====== GIVEN TEXT ======
- Ūthiyūr Hills Location within Tamil Nadu

Highest point
- Elevation: 310 m (1,020 ft)
- Coordinates: 10°53′25″N 77°30′48″E﻿ / ﻿10.8903°N 77.5132°E

Naming
- Etymology: ūthi
- Nickname(s): Uuthi Malai, Uuthigiri, Ponnuthi mamalai
- Language of name: Tamil

Geography
- Location: Tamil Nadu, India
- State: Tamil Nadu
- District: Tiruppur
- Parent range: Uthiyur Hills Range

= Uthiyur Hills =

Mountain in Tiruppur district, Tamil Nadu, India

Uthiyur Hills (also referred to as Poṉṉūthi Hills, Uuthi Malai, or Uthigiri) is a hill range located in Kangeyam taluk of the Kongu Region, Tamil Nadu. The hills is under control of Anamalai Tiger Reserves.

The hills got its name as it is the place where Lord Murugan arose due to the use of herbs and blow the smoke for the benefit of the people. Uuthi in Tamil means Blowing. It is commonly known as Poṉṉūdhimalai in Tamil.

Located here is the shrine of Lord Murugan, the holy place where classical Tamil poet Arunagirinathar sung Thiruppugazh(106). This hills is also home to Thavapeedam of Kongana Siddhar, one of the 18 great Siddhars. Ancient symbols and sculptures are found on this hill depicting the culture of the Hindus and Tamils. Various archeological sculptures around the hill bear historical pride. The speciality of this pilgrimage is the clay pipes which Konguna siddhar used to make gold still exists here.

== Mythology ==
The famous mythology about the Uthiyur hills is based on Hindu epic Ramayana. During the great Ramayana war between Rama and Ravana in Ceylon, Rama's brother Lakshmana was struck by an arrow sent by Indrajit and he almost died. So to cure him, Jambavan asked Hanuman to get a Sanjeevani herb from the Himalayan Range between Taurus and Kailash peaks and Hanuman followed it. But he could not find the herb in the particular place on the mountain between the 2 peaks. So frustrated he felt like breaking the mountain into pieces. But he suddenly had the idea to lift the whole mountain and take it to Jambavan, and he did. When he flew the entire length of India from the Himalayas to Sri Lanka a few parts of the mountain fell in several places along the length. One of them was in Kongu region named as Poṉṉūthi malai. As soon as Hanuman left, Jambavan took the Sanjeevani herb from the hill and gave its juice to the entire battalion and saved everyone's life.
======
■ ACTION ITEM A:
List every person or figure named in the Mythology section of the Uthiyur Hills text.
■ ACTION ITEM B:
Print the part of the Uthiyur Hills text that opens with the words containing "Uthiyur Hills (also" and closes with "Anamalai Tiger Reserves.".
You won't need the material for any of this.
====== DATASET RECORDS ======
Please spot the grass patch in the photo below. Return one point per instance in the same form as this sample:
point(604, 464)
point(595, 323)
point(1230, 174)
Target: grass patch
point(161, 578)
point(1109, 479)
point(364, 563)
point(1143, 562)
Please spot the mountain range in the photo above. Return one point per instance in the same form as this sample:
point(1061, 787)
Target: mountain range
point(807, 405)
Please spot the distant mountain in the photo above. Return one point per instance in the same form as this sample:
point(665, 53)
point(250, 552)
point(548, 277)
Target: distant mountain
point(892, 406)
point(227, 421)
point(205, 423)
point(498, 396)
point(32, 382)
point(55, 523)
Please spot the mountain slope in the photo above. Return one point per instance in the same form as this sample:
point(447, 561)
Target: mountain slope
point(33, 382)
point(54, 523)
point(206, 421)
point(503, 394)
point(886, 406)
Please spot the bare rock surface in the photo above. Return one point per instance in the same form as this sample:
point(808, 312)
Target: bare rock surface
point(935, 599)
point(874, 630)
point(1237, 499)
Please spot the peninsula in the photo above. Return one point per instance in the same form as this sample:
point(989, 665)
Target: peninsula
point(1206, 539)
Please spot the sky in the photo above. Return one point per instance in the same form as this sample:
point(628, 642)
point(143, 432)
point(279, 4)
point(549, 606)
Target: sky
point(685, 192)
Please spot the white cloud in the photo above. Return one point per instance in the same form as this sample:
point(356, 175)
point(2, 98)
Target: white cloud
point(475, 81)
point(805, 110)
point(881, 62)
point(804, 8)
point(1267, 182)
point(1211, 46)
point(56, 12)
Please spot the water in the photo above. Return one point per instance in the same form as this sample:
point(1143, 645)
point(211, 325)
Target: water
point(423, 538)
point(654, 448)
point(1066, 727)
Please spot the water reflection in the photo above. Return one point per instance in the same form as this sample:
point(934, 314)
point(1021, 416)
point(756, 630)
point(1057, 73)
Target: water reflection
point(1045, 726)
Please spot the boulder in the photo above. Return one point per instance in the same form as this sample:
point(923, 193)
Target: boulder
======
■ EXERCISE SOLUTION A:
Rama, Ravana, Lakshmana, Indrajit, Jambavan, Hanuman

■ EXERCISE SOLUTION B:
Uthiyur Hills (also referred to as Poṉṉūthi Hills, Uuthi Malai, or Uthigiri) is a hill range located in Kangeyam taluk of the Kongu Region, Tamil Nadu. The hills is under control of Anamalai Tiger Reserves.